___ Material for this exercise ___
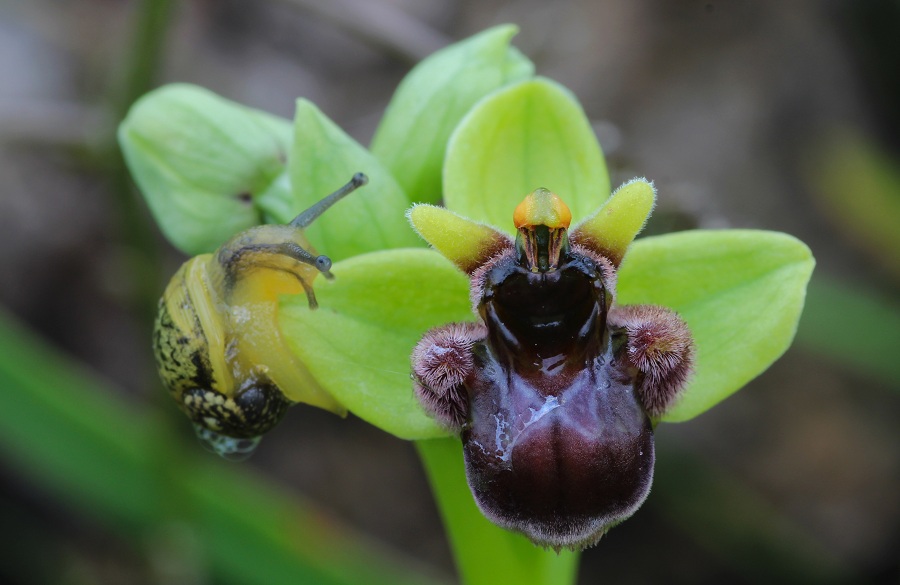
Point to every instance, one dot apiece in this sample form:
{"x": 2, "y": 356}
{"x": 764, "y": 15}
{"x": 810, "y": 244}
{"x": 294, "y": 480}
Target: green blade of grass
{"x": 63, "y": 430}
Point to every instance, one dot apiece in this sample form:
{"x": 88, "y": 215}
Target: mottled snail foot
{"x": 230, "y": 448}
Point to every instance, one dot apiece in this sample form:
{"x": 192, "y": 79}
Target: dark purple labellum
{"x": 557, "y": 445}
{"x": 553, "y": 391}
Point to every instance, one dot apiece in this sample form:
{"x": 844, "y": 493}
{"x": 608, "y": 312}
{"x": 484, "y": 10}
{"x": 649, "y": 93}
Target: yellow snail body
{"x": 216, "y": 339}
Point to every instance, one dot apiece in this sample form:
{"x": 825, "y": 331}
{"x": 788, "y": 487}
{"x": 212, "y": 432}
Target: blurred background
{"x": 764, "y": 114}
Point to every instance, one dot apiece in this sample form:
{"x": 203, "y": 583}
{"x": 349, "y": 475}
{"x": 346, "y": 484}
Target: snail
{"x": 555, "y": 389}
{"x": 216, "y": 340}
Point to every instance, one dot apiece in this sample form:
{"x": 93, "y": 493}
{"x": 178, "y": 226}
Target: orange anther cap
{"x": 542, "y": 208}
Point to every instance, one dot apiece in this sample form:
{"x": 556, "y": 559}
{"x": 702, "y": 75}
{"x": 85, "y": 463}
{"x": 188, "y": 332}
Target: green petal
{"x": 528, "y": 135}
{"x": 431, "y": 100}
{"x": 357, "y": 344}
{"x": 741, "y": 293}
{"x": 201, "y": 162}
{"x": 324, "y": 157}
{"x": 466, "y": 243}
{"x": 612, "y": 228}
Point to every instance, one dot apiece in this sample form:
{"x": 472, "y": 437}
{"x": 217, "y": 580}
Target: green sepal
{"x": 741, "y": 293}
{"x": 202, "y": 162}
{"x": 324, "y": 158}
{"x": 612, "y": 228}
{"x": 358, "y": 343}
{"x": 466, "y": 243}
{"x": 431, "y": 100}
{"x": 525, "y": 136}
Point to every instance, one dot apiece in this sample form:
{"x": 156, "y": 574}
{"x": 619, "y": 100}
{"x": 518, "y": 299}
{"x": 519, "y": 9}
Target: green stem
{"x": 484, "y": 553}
___
___ Material for this exercise ___
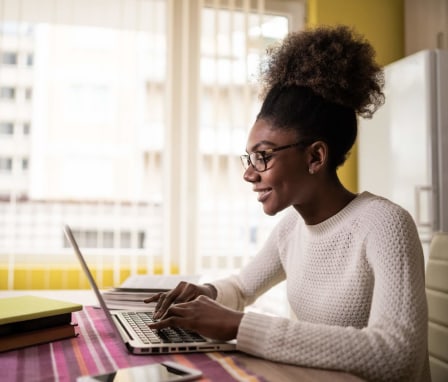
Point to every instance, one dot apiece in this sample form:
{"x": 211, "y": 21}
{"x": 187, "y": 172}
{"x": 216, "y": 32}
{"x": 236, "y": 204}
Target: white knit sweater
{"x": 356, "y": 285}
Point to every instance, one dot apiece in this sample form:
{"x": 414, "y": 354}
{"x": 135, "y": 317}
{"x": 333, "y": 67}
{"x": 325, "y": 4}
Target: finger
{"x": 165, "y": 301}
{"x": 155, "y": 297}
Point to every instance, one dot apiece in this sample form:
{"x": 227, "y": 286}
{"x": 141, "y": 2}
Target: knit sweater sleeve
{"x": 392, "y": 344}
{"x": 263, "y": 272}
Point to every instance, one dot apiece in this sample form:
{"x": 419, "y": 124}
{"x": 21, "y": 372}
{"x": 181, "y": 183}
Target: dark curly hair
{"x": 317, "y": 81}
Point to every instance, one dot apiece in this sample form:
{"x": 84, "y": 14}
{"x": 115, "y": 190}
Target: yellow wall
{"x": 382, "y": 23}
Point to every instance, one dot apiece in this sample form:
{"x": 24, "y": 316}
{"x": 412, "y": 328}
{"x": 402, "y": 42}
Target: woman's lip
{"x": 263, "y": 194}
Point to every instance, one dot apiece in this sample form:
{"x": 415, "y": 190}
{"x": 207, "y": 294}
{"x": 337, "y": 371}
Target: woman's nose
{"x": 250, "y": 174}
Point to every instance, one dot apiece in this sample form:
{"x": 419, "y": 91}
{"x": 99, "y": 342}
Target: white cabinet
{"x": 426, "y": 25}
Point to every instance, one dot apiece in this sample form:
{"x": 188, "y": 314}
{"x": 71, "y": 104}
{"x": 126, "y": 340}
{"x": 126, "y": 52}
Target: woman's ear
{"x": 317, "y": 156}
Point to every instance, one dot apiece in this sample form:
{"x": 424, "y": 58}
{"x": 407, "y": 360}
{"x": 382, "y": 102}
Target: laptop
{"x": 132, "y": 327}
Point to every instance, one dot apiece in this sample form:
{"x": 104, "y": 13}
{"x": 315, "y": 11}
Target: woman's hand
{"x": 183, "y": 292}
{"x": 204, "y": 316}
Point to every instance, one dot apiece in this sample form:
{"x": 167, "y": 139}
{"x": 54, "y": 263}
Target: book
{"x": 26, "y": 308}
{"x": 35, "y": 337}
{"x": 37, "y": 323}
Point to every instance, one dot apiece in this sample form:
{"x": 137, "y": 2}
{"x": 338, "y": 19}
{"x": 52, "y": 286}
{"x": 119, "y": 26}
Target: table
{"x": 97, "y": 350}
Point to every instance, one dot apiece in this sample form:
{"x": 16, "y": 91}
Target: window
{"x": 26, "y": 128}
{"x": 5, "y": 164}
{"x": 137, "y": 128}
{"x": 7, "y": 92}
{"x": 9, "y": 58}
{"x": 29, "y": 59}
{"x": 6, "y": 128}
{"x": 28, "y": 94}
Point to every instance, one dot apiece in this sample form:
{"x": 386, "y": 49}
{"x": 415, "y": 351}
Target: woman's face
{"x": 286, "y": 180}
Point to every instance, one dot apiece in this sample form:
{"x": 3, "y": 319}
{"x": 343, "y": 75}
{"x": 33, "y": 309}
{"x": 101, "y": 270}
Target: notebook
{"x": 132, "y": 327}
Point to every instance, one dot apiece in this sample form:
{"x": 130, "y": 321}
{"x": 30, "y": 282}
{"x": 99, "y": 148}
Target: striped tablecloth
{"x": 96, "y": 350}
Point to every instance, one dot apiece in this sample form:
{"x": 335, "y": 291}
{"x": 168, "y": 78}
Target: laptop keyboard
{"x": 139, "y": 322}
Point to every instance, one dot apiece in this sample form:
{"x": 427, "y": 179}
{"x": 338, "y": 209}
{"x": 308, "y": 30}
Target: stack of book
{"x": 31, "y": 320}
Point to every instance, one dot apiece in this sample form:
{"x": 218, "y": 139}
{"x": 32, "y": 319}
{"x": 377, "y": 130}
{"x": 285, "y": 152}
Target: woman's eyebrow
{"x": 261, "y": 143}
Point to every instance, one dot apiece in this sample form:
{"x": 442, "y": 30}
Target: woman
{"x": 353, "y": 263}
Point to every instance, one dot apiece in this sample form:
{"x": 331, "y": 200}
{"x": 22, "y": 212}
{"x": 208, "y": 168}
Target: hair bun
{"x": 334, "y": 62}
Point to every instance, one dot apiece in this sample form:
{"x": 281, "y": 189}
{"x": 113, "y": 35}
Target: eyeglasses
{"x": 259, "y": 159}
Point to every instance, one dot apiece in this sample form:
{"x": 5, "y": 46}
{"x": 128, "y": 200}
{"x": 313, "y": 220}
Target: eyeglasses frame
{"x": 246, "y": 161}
___
● **Task details**
Report how many lines of the items contain the word "white". Give only the number.

● **Problem solution**
2